+++ Data +++
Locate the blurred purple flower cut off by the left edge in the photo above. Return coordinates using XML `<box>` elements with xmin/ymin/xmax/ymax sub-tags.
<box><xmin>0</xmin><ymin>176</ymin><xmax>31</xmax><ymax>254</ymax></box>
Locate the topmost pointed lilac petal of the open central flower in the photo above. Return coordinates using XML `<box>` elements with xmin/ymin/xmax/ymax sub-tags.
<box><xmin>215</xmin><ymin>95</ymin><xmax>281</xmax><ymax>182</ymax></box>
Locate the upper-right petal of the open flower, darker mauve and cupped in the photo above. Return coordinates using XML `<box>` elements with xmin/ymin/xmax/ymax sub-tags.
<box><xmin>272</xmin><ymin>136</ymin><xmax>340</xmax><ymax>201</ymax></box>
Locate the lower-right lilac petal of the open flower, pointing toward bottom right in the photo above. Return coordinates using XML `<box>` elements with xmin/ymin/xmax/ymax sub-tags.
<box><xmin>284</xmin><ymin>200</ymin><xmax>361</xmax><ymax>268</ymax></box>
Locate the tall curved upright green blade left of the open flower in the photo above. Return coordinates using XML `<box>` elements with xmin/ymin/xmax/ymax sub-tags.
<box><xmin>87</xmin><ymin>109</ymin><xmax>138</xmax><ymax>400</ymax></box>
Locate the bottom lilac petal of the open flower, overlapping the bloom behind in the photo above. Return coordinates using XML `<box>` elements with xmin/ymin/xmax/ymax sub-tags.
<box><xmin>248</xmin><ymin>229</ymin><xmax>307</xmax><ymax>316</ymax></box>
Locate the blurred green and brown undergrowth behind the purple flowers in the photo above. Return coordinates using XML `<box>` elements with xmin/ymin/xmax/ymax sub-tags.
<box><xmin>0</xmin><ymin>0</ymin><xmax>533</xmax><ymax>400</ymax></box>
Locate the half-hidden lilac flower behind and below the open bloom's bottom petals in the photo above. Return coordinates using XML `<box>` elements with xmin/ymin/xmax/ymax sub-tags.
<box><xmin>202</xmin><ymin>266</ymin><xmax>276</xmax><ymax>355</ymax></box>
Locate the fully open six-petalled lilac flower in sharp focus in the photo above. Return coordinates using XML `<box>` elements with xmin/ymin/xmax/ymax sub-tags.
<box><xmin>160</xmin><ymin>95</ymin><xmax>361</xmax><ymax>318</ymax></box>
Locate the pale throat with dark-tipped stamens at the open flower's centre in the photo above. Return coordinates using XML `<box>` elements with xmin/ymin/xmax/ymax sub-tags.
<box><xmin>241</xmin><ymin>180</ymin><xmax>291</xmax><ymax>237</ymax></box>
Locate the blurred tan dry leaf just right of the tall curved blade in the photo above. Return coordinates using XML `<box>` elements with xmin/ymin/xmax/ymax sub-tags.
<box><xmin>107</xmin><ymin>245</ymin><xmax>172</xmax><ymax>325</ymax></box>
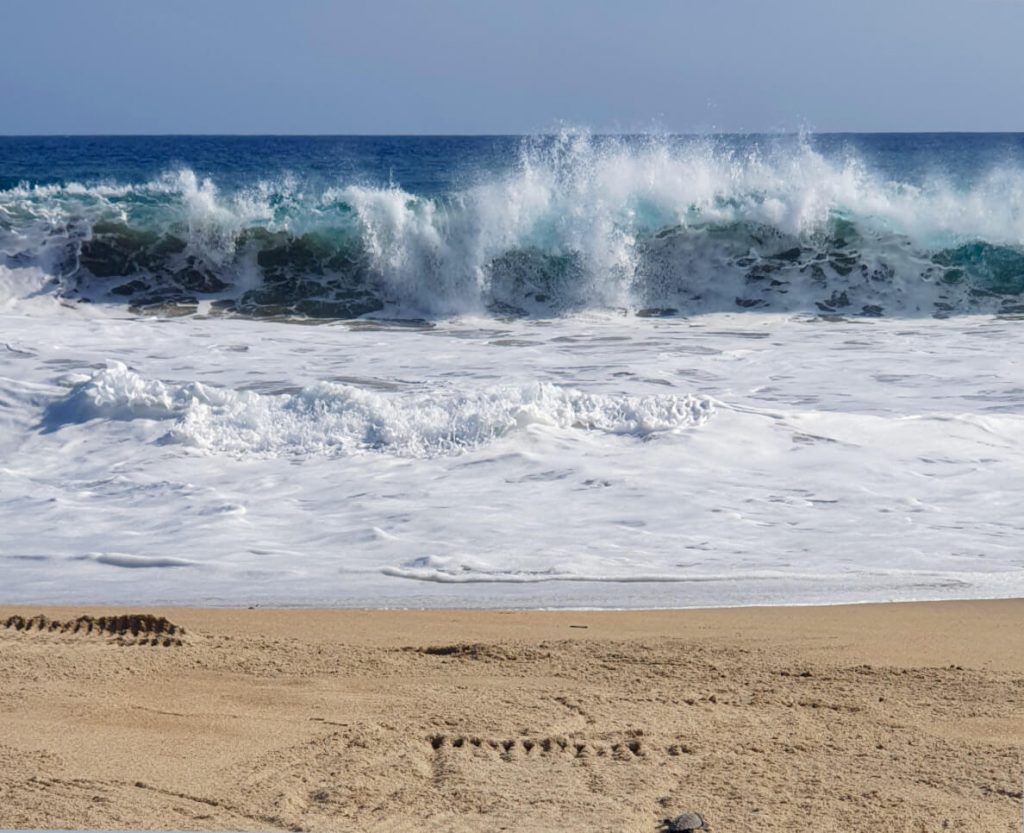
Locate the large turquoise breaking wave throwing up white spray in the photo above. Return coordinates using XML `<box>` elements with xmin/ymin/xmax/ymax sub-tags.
<box><xmin>0</xmin><ymin>132</ymin><xmax>1024</xmax><ymax>318</ymax></box>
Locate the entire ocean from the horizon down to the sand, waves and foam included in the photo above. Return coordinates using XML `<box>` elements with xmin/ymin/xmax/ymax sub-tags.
<box><xmin>0</xmin><ymin>130</ymin><xmax>1024</xmax><ymax>608</ymax></box>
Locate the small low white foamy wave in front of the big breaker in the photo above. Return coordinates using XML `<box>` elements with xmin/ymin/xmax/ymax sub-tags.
<box><xmin>42</xmin><ymin>362</ymin><xmax>714</xmax><ymax>457</ymax></box>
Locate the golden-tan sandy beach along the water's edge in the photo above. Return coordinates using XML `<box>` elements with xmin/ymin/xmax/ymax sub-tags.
<box><xmin>0</xmin><ymin>600</ymin><xmax>1024</xmax><ymax>833</ymax></box>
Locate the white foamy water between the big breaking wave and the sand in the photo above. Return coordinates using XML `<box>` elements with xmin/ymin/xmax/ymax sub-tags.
<box><xmin>0</xmin><ymin>309</ymin><xmax>1024</xmax><ymax>607</ymax></box>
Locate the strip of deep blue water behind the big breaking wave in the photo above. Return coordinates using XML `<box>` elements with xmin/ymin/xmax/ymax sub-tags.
<box><xmin>6</xmin><ymin>133</ymin><xmax>1024</xmax><ymax>190</ymax></box>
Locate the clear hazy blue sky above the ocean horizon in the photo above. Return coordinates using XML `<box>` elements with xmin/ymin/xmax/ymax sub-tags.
<box><xmin>0</xmin><ymin>0</ymin><xmax>1024</xmax><ymax>134</ymax></box>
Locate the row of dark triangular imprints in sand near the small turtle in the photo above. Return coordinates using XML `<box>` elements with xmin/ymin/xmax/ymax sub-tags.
<box><xmin>429</xmin><ymin>735</ymin><xmax>693</xmax><ymax>761</ymax></box>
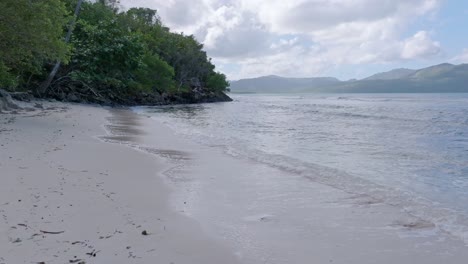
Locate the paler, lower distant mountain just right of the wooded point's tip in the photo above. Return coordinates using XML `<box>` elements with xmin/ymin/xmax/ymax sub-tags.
<box><xmin>230</xmin><ymin>75</ymin><xmax>340</xmax><ymax>93</ymax></box>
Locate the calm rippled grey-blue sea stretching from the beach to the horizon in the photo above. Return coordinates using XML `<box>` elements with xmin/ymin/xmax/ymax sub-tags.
<box><xmin>137</xmin><ymin>94</ymin><xmax>468</xmax><ymax>242</ymax></box>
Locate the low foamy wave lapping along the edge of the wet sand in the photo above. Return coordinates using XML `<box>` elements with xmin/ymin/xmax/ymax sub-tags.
<box><xmin>221</xmin><ymin>147</ymin><xmax>468</xmax><ymax>245</ymax></box>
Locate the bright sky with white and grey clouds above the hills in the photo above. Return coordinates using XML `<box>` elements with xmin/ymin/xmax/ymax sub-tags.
<box><xmin>121</xmin><ymin>0</ymin><xmax>468</xmax><ymax>80</ymax></box>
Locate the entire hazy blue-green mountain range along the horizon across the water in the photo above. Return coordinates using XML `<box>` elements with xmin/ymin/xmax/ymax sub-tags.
<box><xmin>231</xmin><ymin>63</ymin><xmax>468</xmax><ymax>93</ymax></box>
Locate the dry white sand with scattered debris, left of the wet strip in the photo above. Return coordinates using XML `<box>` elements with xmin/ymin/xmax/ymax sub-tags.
<box><xmin>0</xmin><ymin>103</ymin><xmax>236</xmax><ymax>264</ymax></box>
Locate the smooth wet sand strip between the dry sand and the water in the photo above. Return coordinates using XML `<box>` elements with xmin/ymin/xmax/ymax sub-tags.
<box><xmin>131</xmin><ymin>104</ymin><xmax>468</xmax><ymax>264</ymax></box>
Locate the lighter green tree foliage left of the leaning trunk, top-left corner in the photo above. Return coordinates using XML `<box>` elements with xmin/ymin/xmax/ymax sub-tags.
<box><xmin>0</xmin><ymin>0</ymin><xmax>69</xmax><ymax>87</ymax></box>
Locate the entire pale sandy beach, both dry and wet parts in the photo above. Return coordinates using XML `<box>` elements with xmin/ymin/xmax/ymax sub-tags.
<box><xmin>0</xmin><ymin>99</ymin><xmax>468</xmax><ymax>264</ymax></box>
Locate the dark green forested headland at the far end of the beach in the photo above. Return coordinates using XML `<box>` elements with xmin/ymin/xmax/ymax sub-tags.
<box><xmin>0</xmin><ymin>0</ymin><xmax>229</xmax><ymax>105</ymax></box>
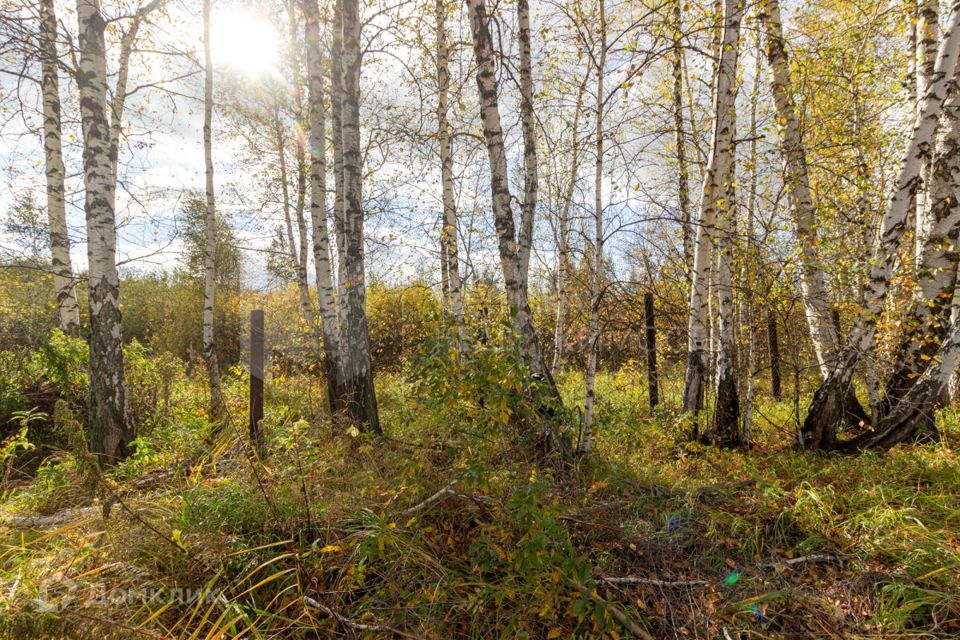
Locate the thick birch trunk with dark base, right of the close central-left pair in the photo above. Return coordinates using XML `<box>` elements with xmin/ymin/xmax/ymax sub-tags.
<box><xmin>340</xmin><ymin>0</ymin><xmax>381</xmax><ymax>434</ymax></box>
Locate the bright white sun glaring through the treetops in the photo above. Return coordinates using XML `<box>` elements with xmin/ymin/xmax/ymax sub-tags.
<box><xmin>211</xmin><ymin>5</ymin><xmax>279</xmax><ymax>78</ymax></box>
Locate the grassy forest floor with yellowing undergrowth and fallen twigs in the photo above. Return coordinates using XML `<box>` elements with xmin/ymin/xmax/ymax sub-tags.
<box><xmin>0</xmin><ymin>370</ymin><xmax>960</xmax><ymax>640</ymax></box>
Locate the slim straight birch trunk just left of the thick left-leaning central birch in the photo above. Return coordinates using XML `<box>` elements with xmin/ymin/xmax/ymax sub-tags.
<box><xmin>436</xmin><ymin>0</ymin><xmax>466</xmax><ymax>348</ymax></box>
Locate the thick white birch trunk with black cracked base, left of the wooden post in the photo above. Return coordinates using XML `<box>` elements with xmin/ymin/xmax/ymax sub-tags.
<box><xmin>77</xmin><ymin>0</ymin><xmax>136</xmax><ymax>464</ymax></box>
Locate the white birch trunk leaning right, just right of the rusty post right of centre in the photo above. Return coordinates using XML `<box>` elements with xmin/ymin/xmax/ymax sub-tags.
<box><xmin>682</xmin><ymin>0</ymin><xmax>743</xmax><ymax>424</ymax></box>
+++
• What is being asked:
Your reply should be nothing but the lines from the one containing "Locate the thick white" through the last line above, copied exactly; please include both ends.

• Exercise answer:
Locate the thick white birch trunk with black cracked base, left of the wooden post in the photo above. Return coordinates using XML `<box>` elements with xmin/ymin/xmax/ymax sub-tags.
<box><xmin>77</xmin><ymin>0</ymin><xmax>136</xmax><ymax>464</ymax></box>
Locate the white birch trunk leaning right, just right of the rusty post right of centre in the photo above. Return coordinates using XML `<box>` elements with xmin/ymin/xmax/ymax sub-tags.
<box><xmin>682</xmin><ymin>0</ymin><xmax>743</xmax><ymax>424</ymax></box>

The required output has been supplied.